# [ENTRIES PROVIDED]
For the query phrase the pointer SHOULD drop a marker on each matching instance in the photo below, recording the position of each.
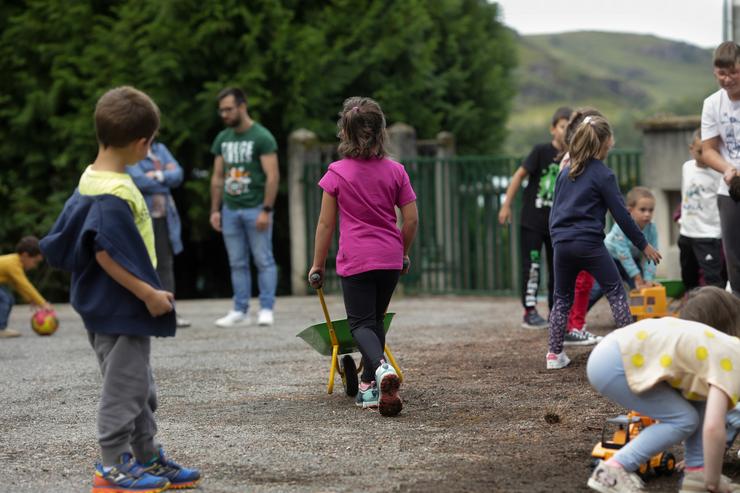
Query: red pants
(577, 316)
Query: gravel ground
(248, 406)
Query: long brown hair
(361, 129)
(589, 138)
(715, 307)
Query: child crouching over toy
(682, 372)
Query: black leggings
(366, 298)
(534, 240)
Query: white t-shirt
(689, 356)
(699, 212)
(721, 117)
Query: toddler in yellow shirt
(13, 269)
(682, 372)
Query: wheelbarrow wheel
(349, 375)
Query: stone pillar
(401, 141)
(303, 147)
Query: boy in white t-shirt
(699, 240)
(720, 135)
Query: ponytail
(589, 138)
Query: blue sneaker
(128, 476)
(389, 402)
(180, 478)
(368, 397)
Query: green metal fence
(460, 247)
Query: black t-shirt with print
(543, 171)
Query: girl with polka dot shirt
(684, 372)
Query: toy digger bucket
(334, 338)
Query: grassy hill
(627, 76)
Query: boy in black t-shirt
(541, 168)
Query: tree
(436, 65)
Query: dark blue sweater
(89, 224)
(580, 205)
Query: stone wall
(665, 148)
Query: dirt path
(249, 407)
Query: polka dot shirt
(687, 355)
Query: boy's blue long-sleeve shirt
(87, 225)
(579, 207)
(623, 250)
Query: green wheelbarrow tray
(317, 336)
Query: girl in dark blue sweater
(585, 189)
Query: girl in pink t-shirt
(364, 189)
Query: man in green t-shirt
(243, 190)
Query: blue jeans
(680, 419)
(243, 241)
(6, 304)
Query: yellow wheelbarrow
(335, 339)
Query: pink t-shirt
(367, 193)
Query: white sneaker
(557, 361)
(233, 319)
(265, 317)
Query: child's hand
(159, 302)
(316, 277)
(652, 254)
(729, 174)
(504, 215)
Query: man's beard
(233, 123)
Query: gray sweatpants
(729, 218)
(129, 397)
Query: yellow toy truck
(622, 429)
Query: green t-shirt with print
(244, 178)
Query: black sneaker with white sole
(532, 320)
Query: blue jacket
(623, 250)
(579, 207)
(149, 187)
(87, 225)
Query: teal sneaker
(179, 477)
(368, 397)
(389, 402)
(127, 477)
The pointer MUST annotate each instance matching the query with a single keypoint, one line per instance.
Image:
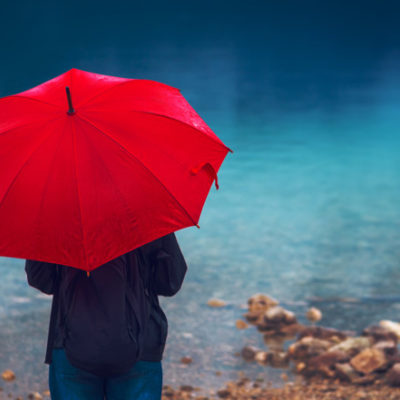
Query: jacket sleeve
(169, 266)
(41, 275)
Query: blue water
(308, 205)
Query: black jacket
(165, 267)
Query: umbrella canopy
(93, 166)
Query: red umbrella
(93, 166)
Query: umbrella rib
(25, 163)
(181, 122)
(102, 92)
(79, 196)
(33, 99)
(142, 164)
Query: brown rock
(216, 303)
(380, 333)
(308, 347)
(393, 375)
(320, 332)
(35, 396)
(314, 314)
(259, 303)
(8, 375)
(240, 324)
(249, 352)
(368, 361)
(278, 359)
(186, 388)
(223, 393)
(346, 372)
(261, 357)
(352, 346)
(278, 315)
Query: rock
(249, 352)
(278, 315)
(216, 303)
(379, 333)
(8, 375)
(346, 372)
(300, 366)
(186, 388)
(314, 314)
(393, 375)
(186, 360)
(261, 357)
(352, 346)
(319, 332)
(368, 361)
(308, 347)
(324, 363)
(278, 359)
(223, 393)
(391, 326)
(35, 396)
(259, 303)
(389, 347)
(240, 324)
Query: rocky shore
(316, 362)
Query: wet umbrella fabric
(87, 177)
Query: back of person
(86, 318)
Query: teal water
(308, 205)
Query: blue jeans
(66, 382)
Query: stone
(393, 327)
(186, 388)
(223, 393)
(35, 396)
(216, 303)
(240, 324)
(249, 352)
(319, 332)
(324, 363)
(186, 360)
(279, 315)
(278, 359)
(308, 347)
(389, 347)
(393, 375)
(352, 346)
(314, 314)
(346, 372)
(379, 333)
(261, 357)
(259, 303)
(8, 375)
(368, 360)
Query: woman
(144, 379)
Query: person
(144, 379)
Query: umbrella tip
(71, 110)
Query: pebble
(240, 324)
(216, 303)
(8, 375)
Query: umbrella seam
(143, 165)
(120, 84)
(220, 143)
(22, 126)
(33, 99)
(24, 164)
(78, 192)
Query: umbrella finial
(71, 110)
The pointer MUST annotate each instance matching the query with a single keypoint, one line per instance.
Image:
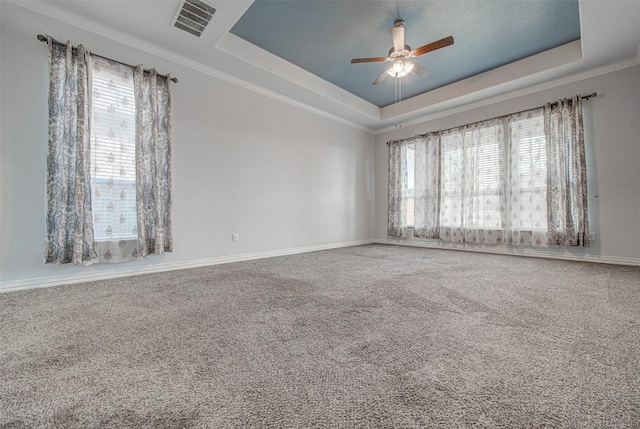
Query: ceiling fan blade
(369, 60)
(433, 46)
(397, 32)
(420, 70)
(382, 76)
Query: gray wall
(280, 177)
(612, 138)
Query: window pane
(113, 177)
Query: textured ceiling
(322, 36)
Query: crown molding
(102, 30)
(576, 77)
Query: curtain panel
(69, 227)
(427, 186)
(153, 162)
(568, 223)
(397, 218)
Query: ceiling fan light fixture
(400, 69)
(408, 67)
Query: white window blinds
(113, 180)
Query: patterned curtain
(427, 187)
(153, 162)
(397, 218)
(566, 173)
(69, 228)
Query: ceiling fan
(400, 55)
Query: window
(113, 168)
(517, 179)
(103, 134)
(409, 182)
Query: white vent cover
(193, 16)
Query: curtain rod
(43, 38)
(417, 136)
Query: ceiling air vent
(194, 16)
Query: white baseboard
(126, 272)
(513, 251)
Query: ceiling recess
(194, 16)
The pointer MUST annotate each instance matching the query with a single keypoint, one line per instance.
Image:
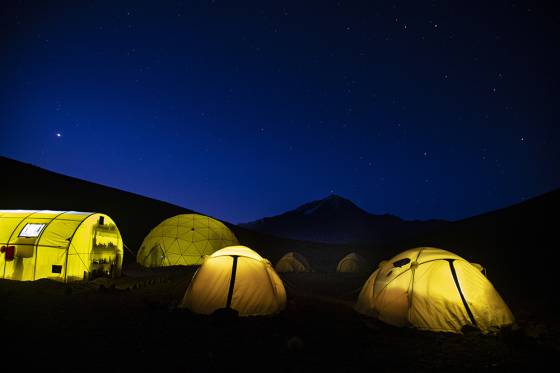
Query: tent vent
(402, 262)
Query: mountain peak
(332, 204)
(336, 219)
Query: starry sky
(246, 109)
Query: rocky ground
(132, 324)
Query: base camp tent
(352, 263)
(292, 262)
(237, 278)
(59, 245)
(433, 289)
(184, 240)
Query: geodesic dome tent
(184, 240)
(235, 278)
(58, 245)
(433, 289)
(352, 263)
(292, 262)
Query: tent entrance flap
(105, 240)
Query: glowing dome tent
(184, 240)
(237, 278)
(433, 289)
(292, 262)
(59, 245)
(352, 263)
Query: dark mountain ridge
(338, 220)
(34, 188)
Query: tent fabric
(256, 289)
(352, 263)
(433, 289)
(292, 262)
(59, 245)
(184, 240)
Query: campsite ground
(133, 324)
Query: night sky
(242, 110)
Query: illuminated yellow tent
(352, 263)
(59, 245)
(238, 278)
(292, 262)
(433, 289)
(184, 240)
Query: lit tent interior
(352, 263)
(235, 278)
(433, 289)
(58, 245)
(292, 262)
(184, 240)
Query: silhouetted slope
(338, 220)
(34, 188)
(519, 245)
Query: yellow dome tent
(352, 263)
(433, 289)
(238, 278)
(184, 240)
(59, 245)
(292, 262)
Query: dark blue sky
(245, 109)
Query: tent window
(31, 230)
(56, 268)
(402, 262)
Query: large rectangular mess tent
(59, 245)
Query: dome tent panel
(48, 244)
(486, 304)
(432, 289)
(237, 278)
(352, 263)
(292, 262)
(184, 240)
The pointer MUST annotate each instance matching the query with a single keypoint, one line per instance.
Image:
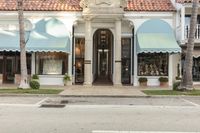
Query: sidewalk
(111, 91)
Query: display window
(79, 59)
(153, 64)
(51, 63)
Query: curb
(29, 95)
(98, 96)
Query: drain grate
(52, 106)
(52, 103)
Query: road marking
(39, 103)
(194, 104)
(99, 131)
(19, 105)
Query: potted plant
(143, 81)
(163, 81)
(35, 77)
(66, 78)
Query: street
(99, 115)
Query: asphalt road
(100, 115)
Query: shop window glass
(196, 69)
(79, 59)
(126, 60)
(153, 64)
(1, 65)
(51, 63)
(28, 59)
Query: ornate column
(182, 23)
(88, 53)
(117, 53)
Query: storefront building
(185, 11)
(113, 42)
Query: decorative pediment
(102, 3)
(102, 8)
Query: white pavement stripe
(99, 131)
(39, 103)
(194, 104)
(20, 105)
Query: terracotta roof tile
(73, 5)
(184, 1)
(149, 5)
(42, 5)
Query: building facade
(95, 41)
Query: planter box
(163, 84)
(18, 78)
(144, 84)
(1, 78)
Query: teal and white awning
(156, 36)
(48, 36)
(9, 40)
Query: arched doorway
(102, 57)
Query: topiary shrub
(34, 84)
(163, 79)
(35, 76)
(176, 85)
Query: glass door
(102, 63)
(126, 61)
(9, 70)
(79, 59)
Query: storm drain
(54, 103)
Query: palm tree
(24, 76)
(187, 80)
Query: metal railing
(197, 33)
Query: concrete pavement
(123, 91)
(92, 118)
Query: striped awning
(156, 36)
(48, 36)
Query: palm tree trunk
(24, 76)
(187, 80)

# [TASK INSTRUCTIONS]
Word for word, repeat the line holding "Query: road marking" and all lines after it through the end of the entries above.

# [COMPLETED TASK]
Query: road marking
(39, 103)
(194, 104)
(99, 131)
(19, 105)
Query: potted plant
(143, 81)
(163, 81)
(35, 77)
(66, 78)
Query: street
(99, 115)
Query: asphalt road
(100, 115)
Query: shop window glass
(196, 69)
(79, 59)
(126, 60)
(153, 64)
(1, 65)
(51, 63)
(28, 59)
Query: ornate column
(182, 23)
(88, 53)
(117, 53)
Query: storefront building
(185, 11)
(113, 42)
Query: decorative pediment
(102, 3)
(102, 8)
Query: white pavement stripe
(99, 131)
(39, 103)
(194, 104)
(20, 105)
Query: terracotta roof tile
(73, 5)
(184, 1)
(149, 5)
(42, 5)
Query: building facade
(95, 41)
Query: planter box
(163, 84)
(18, 78)
(144, 84)
(1, 78)
Query: teal and white awning
(156, 36)
(48, 36)
(9, 40)
Query: arched doorway
(102, 57)
Query: topiary shrub
(34, 84)
(163, 79)
(35, 76)
(176, 85)
Query: glass door
(102, 63)
(126, 61)
(9, 70)
(79, 59)
Query: storm drain
(54, 103)
Query: palm tree
(24, 76)
(187, 80)
Query: metal railing
(197, 33)
Query: concrete pavement
(123, 91)
(92, 118)
Query: striped awning
(156, 36)
(48, 36)
Query: palm tree trunk
(24, 76)
(187, 80)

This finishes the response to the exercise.